● WHAT TO DO
Count the lines below that contain the string "mouth" and reply with that number alone.

----- MATERIAL SUPPLIED -----

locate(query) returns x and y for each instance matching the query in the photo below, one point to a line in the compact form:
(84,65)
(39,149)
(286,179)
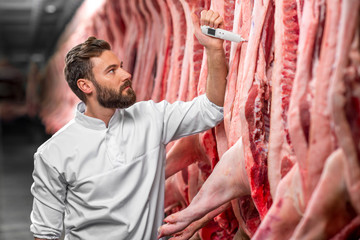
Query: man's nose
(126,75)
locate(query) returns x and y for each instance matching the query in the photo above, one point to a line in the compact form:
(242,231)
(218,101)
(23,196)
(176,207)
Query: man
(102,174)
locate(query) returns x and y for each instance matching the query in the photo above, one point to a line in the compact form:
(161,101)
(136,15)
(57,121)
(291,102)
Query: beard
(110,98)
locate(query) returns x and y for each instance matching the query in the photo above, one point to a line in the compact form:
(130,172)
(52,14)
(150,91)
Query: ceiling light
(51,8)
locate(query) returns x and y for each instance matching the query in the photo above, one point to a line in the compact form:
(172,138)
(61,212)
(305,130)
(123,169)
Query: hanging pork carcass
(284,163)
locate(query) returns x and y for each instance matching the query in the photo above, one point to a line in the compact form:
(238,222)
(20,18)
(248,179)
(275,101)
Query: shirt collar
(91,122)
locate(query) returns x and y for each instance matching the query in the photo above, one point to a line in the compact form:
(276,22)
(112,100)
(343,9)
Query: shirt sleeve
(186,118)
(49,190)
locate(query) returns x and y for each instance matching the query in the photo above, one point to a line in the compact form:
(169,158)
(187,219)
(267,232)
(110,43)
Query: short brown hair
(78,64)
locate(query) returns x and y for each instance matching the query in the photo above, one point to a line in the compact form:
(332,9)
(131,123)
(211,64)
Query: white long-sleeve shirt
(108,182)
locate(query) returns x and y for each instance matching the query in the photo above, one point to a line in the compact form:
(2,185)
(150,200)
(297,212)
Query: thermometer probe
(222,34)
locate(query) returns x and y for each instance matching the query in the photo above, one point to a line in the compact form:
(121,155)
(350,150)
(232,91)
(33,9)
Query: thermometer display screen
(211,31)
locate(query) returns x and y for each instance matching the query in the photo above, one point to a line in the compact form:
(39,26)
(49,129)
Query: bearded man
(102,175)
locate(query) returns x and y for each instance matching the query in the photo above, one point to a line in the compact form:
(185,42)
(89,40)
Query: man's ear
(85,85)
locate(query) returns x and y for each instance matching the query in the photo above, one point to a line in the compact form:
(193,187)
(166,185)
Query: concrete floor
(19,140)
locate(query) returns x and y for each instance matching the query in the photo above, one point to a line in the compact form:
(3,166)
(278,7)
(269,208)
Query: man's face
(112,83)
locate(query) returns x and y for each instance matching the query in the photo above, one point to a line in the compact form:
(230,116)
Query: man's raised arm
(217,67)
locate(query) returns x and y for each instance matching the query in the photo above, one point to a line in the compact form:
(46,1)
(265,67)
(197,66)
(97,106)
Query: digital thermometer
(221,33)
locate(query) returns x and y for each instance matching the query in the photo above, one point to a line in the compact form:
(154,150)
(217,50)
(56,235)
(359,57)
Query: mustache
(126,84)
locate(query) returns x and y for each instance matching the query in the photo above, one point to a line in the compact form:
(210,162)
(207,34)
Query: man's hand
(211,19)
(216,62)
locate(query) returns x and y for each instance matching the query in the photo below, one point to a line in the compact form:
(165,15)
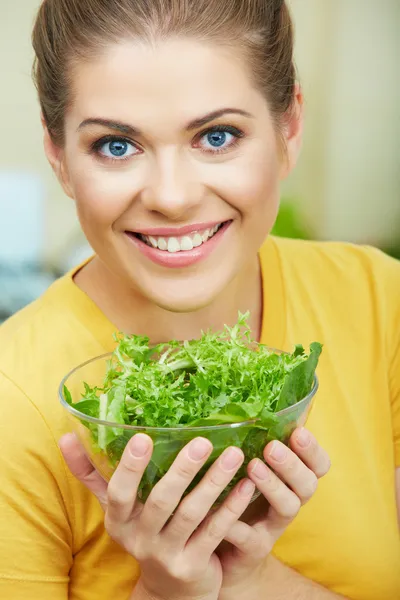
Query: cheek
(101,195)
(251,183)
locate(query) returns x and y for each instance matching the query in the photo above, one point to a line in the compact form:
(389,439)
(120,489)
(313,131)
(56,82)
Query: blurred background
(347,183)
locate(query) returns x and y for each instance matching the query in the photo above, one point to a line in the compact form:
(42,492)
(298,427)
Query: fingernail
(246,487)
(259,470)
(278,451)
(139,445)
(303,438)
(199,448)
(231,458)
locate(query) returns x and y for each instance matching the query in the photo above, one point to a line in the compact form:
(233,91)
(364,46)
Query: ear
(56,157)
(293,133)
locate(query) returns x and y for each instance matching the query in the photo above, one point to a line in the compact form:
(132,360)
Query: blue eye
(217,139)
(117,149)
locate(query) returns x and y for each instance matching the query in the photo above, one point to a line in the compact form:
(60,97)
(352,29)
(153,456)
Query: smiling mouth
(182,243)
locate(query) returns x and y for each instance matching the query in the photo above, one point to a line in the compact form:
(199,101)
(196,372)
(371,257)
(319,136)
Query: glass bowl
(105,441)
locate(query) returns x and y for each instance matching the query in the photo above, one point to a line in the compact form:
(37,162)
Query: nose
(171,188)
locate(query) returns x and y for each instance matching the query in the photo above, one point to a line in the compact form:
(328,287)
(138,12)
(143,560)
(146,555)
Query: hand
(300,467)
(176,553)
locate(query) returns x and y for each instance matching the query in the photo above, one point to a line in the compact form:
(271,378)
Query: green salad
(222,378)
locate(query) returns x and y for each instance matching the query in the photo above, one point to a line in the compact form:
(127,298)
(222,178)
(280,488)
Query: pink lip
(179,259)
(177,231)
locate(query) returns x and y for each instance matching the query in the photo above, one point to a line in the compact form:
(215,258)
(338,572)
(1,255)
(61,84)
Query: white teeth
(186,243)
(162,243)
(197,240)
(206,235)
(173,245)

-----
----- MATERIAL SUPPLIED -----

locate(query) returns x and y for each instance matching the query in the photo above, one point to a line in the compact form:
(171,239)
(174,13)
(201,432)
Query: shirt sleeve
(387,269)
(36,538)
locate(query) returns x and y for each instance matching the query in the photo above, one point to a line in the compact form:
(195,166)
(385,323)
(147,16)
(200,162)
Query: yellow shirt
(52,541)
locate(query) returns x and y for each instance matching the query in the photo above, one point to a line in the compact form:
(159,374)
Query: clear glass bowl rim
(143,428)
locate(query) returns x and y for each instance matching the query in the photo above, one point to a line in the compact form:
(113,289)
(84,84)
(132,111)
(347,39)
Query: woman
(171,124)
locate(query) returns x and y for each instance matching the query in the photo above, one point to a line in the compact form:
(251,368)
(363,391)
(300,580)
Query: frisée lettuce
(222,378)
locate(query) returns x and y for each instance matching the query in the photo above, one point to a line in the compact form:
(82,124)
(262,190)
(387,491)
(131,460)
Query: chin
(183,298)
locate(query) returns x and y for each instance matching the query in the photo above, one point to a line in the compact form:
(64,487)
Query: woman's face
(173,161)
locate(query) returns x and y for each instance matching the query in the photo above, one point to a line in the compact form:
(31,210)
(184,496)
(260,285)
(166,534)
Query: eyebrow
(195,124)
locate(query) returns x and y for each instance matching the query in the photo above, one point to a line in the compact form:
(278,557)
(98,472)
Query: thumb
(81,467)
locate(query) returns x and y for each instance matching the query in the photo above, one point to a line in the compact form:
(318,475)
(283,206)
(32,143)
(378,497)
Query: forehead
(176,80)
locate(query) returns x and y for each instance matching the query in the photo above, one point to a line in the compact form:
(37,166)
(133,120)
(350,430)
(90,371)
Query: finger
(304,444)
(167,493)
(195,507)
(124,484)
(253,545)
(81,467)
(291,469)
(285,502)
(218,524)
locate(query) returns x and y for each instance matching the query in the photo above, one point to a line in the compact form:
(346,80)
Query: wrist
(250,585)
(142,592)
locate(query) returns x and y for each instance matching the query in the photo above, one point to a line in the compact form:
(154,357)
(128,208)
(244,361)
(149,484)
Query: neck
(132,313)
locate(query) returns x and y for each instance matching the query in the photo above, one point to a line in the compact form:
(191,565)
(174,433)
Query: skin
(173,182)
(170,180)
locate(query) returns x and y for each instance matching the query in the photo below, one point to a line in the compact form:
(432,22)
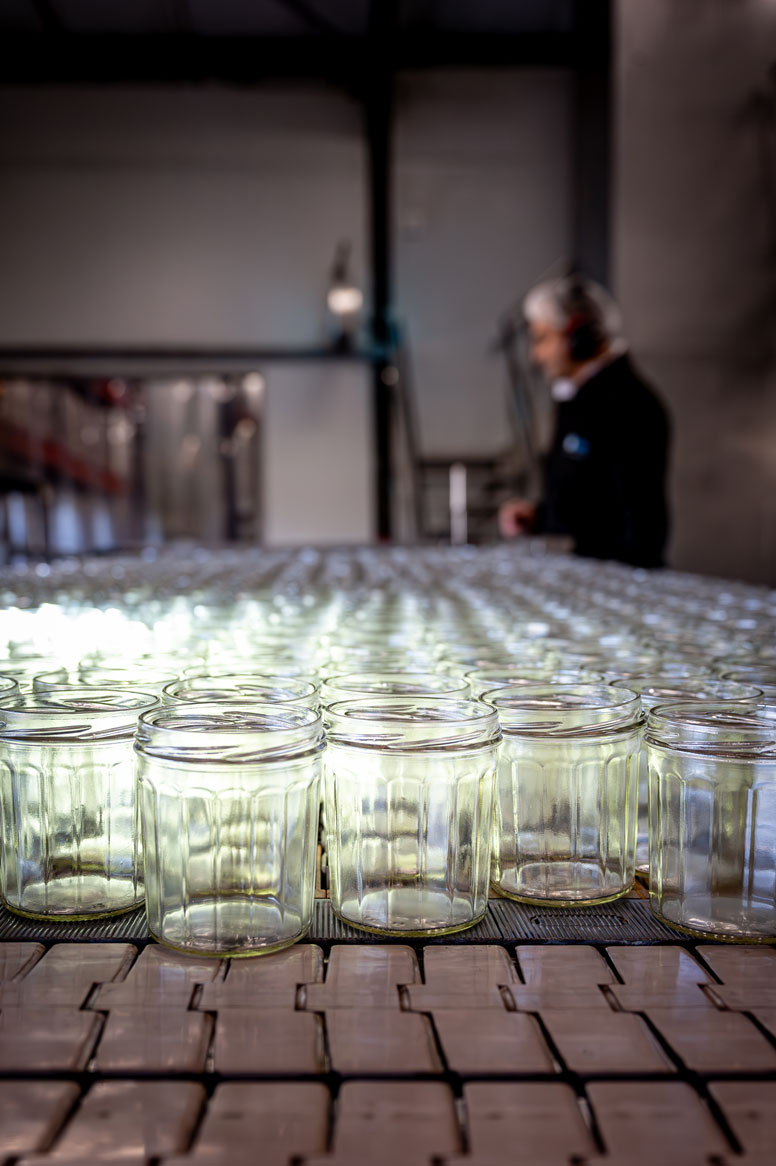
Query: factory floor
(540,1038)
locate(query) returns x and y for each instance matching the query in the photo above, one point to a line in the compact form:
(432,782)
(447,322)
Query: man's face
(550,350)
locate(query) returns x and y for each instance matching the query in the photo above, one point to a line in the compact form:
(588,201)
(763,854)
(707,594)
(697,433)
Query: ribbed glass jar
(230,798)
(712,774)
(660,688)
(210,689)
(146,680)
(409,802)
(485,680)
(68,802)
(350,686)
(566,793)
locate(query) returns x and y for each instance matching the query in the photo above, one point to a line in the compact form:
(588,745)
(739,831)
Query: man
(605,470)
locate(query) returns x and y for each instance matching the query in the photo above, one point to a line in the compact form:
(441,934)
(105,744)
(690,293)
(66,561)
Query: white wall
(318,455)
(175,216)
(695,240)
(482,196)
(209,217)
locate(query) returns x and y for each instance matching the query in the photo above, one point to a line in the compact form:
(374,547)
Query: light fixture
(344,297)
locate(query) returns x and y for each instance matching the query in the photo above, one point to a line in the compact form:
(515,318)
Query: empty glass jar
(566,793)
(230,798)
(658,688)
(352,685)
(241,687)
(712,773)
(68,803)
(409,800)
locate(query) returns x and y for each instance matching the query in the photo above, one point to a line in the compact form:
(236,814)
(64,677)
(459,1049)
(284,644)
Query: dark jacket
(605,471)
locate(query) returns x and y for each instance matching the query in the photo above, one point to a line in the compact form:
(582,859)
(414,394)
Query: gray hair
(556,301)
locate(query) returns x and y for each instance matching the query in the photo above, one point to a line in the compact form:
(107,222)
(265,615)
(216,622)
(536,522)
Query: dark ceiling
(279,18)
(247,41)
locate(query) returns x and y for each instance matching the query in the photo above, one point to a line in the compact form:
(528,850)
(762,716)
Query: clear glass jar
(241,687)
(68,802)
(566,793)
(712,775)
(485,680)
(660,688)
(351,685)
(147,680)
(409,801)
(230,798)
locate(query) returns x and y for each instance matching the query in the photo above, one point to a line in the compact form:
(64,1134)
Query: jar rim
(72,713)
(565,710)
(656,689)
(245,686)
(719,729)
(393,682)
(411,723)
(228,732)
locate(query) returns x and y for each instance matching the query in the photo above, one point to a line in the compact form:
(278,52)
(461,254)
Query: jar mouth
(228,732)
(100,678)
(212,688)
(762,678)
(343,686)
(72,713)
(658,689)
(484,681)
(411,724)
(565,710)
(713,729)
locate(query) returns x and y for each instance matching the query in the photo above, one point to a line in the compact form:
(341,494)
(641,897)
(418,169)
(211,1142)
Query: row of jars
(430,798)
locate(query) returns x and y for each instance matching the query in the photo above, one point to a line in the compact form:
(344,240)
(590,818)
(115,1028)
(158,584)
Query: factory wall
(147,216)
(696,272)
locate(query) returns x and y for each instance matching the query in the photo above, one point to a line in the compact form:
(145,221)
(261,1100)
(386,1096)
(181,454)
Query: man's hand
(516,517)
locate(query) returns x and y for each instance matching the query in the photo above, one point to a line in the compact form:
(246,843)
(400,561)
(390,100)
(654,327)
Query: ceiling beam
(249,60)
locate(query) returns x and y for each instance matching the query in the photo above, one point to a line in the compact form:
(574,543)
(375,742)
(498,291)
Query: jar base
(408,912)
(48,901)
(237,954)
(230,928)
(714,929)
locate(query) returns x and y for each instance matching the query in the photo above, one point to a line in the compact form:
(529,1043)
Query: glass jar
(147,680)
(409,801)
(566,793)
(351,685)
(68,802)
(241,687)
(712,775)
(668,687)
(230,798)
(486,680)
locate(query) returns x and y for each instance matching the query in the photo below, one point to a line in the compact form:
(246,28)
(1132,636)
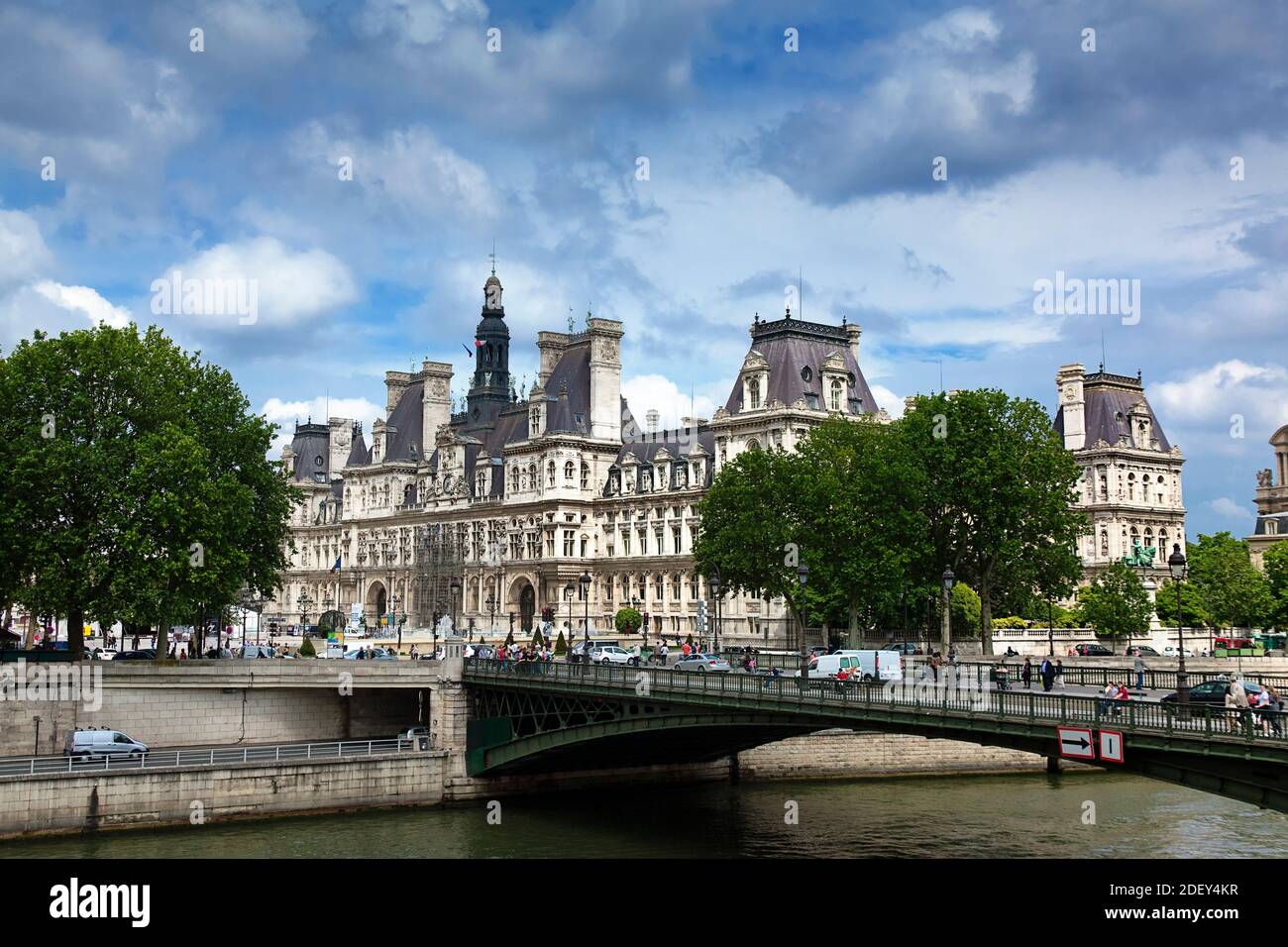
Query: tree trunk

-----
----- MATERIAL SUPPLIED -----

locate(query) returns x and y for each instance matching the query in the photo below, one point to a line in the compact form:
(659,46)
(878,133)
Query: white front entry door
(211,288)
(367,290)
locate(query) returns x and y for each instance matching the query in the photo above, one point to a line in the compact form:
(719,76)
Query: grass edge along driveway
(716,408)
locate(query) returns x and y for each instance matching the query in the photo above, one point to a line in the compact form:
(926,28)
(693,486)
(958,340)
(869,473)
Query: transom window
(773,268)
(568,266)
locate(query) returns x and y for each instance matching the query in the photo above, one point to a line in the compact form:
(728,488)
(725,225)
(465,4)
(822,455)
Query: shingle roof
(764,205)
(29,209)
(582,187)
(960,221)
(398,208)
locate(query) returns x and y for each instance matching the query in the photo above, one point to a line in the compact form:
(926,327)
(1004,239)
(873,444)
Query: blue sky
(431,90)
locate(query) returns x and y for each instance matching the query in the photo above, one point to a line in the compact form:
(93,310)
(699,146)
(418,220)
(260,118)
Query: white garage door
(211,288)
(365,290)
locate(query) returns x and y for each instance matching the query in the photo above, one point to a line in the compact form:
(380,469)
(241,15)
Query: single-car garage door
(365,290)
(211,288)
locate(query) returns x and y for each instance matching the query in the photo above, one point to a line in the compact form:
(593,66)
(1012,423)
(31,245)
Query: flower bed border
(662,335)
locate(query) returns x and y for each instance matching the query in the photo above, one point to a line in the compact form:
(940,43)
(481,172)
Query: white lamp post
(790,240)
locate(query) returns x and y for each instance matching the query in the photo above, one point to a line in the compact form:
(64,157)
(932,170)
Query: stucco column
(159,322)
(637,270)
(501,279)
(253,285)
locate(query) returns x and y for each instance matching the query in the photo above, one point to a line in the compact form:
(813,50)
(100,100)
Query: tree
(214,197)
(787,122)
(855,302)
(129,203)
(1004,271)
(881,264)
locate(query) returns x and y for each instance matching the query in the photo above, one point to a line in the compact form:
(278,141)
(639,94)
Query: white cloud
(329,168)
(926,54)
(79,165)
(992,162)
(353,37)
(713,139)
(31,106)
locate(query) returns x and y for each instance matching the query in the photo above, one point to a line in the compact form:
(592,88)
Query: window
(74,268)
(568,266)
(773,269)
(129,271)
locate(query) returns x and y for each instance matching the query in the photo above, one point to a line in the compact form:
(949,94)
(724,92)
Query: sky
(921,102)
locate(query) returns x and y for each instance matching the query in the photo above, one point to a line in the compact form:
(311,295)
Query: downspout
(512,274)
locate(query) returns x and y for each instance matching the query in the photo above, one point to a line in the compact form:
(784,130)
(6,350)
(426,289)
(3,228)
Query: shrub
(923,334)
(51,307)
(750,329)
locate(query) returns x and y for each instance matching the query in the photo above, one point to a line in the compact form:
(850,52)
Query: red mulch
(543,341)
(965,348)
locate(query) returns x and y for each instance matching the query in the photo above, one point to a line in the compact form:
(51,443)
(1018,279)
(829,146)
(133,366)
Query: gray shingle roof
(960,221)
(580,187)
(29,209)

-----

● OUTPUT
2